▸ INSTRUCTIONS FOR THE TASK:
A faithful copy of all the data below, please; leave no line out.

● ● ● ● ● ● ●

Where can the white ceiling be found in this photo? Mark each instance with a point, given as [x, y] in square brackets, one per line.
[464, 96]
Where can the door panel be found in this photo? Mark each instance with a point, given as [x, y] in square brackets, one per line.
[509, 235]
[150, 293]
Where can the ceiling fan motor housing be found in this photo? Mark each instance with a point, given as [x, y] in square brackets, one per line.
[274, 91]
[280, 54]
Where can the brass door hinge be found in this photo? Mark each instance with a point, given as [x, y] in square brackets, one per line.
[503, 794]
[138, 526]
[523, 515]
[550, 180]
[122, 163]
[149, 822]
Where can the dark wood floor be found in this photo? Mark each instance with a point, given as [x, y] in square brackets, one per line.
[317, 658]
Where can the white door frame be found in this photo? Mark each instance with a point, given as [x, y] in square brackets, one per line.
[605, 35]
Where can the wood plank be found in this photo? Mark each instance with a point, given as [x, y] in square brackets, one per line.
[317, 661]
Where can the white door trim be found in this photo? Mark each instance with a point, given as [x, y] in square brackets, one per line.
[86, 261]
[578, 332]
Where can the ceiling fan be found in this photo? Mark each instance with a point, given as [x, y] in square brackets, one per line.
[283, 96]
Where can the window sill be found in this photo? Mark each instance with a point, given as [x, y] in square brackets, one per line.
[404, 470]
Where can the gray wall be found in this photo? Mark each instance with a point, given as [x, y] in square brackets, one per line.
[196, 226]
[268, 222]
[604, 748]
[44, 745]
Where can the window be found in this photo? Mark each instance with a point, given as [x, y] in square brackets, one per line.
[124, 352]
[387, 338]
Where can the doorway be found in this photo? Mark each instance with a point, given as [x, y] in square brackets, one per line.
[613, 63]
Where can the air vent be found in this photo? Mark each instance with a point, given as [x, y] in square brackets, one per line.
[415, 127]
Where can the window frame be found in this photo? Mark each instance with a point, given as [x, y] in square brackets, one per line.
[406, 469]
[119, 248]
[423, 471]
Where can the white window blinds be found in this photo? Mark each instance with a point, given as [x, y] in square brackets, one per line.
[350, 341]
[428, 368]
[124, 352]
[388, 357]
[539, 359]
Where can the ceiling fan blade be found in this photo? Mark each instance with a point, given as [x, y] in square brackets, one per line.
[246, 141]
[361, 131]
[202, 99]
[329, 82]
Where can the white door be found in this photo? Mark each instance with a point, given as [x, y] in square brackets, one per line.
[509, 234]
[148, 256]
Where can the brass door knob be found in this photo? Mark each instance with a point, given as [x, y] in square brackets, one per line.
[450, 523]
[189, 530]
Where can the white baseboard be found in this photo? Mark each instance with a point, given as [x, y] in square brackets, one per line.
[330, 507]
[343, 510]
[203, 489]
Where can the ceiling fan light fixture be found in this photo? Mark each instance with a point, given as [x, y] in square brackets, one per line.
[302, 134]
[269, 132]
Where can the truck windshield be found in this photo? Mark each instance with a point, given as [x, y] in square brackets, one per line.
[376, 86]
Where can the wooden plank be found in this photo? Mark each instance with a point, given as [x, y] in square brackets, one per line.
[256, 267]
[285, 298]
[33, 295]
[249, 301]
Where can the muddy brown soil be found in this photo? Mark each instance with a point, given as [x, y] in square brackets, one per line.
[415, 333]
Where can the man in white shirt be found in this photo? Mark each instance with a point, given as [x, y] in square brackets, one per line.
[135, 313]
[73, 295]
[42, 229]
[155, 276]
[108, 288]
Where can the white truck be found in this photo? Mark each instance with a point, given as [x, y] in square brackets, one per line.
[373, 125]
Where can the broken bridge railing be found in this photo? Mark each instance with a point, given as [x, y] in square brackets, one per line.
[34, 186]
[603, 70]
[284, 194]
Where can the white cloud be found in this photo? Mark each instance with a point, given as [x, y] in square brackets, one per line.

● ● ● ● ● ● ●

▸ RESPONSE TO THE TASK:
Where can the white ceiling be found in this photo? Mark each instance with a point, given as [x, y] in square brackets, one per line.
[464, 96]
Where can the door panel be found in this photo? Mark each instance with a point, given as [x, y] in square brackets, one per line.
[509, 235]
[150, 293]
Where can the ceiling fan motor housing be found in this photo? Mark each instance with a point, given as [x, y] in square brackets, one per line.
[274, 91]
[280, 54]
Where can the brass door hinge be found in this photo? Mark each instance with a point, given as [x, y] in square brackets, one per line.
[503, 794]
[138, 526]
[523, 515]
[550, 180]
[122, 163]
[149, 822]
Where can the dark wood floor be found in this photo? Mark each instance with a point, given as [x, y] in square brackets, one per line.
[317, 658]
Where can the white door frame be found in this photo? Mark each instance with a point, given as [x, y] in square brackets, one per line.
[605, 35]
Where can the wood plank be found in this photo? Mark each instance with a point, given as [x, y] in square brackets, one per line.
[317, 661]
Where can the white door trim be found in this photo? Mark each instance with a point, given as [x, y] in square brackets, one per line.
[86, 261]
[578, 332]
Where can the ceiling fan be found in this photo? Mark each instance with a point, given as [x, y] in square brackets, one per line.
[283, 96]
Where can the window sill be found in this photo? Mark each instance with a point, given as [x, y] in square brackets, one per line.
[404, 470]
Where can the gray wall be found in this photo? Mark each instance with a point, given as [x, y] in square brackets, one per line.
[196, 226]
[268, 222]
[604, 748]
[44, 745]
Where can the window be found in this photo? Mark each instance with a point, given as [x, y] in square brackets, one per line.
[124, 352]
[387, 338]
Where can the doorway be found in this photo? Mark each instance with a point, given as [x, y] in square brackets, one per line.
[613, 63]
Where can the air vent be found in this photo? Mark each instance with a point, given as [x, y] in square brackets, one per line.
[415, 127]
Where can the window frame be found in this photo? Mark each instance with a point, given as [x, y] in square brackets, one per line.
[406, 469]
[119, 248]
[423, 471]
Where can the white window blinds be found in this photo? Mark each instance with a point, given as [x, y] in square brackets, one per line.
[350, 341]
[428, 368]
[124, 352]
[388, 357]
[539, 359]
Where can the ceiling fan blade be found in this photo? Mark each instance with a point, given as [x, y] in square brackets, one per line.
[246, 141]
[361, 131]
[202, 99]
[329, 82]
Where can the white door be found in this photo? Mark each instance with a point, given as [x, y] in square brackets, one per line.
[509, 234]
[148, 256]
Where can the brass door knob be found in this photo? Mark each instance with a point, given as [x, y] in square brackets, one per line.
[450, 523]
[189, 530]
Where can the white baseboard be found in this photo? Mark each instance with a point, given as [x, y] in square brackets, one per line.
[330, 507]
[343, 510]
[203, 489]
Where can the ceiling fan light fixture be found in this photo? Mark each instance with a point, given as [x, y] in square brackets, one per line.
[302, 134]
[269, 132]
Where can the truck windshield be found in this photo? Mark each instance with a point, given as [x, y] in square brackets, one per line.
[376, 86]
Where can the wooden plank be found in this photo? Mark each instance with a point, given as [x, y] in square brackets, one per line.
[256, 267]
[285, 298]
[33, 295]
[249, 301]
Where can the muddy brown soil be found in this photo? Mark each instance with a point, given as [x, y] in square brackets, one per line.
[415, 333]
Where can the man in white shirt be found in this photo? Mark each instance with a point, given as [x, y] in square brackets, one per line.
[135, 313]
[73, 295]
[42, 229]
[155, 276]
[108, 288]
Where can the white truck be found in this photo? Mark each instance with a point, given as [x, y] in square brackets, one per line.
[373, 125]
Where can the broken bridge railing be found in this photo? Mark each instance with a point, given as [x, y] in square brackets, one per line.
[34, 186]
[603, 70]
[284, 194]
Where can the white cloud be found in this photo? Mark each instance with a point, given as [x, y] in square brackets, one per line.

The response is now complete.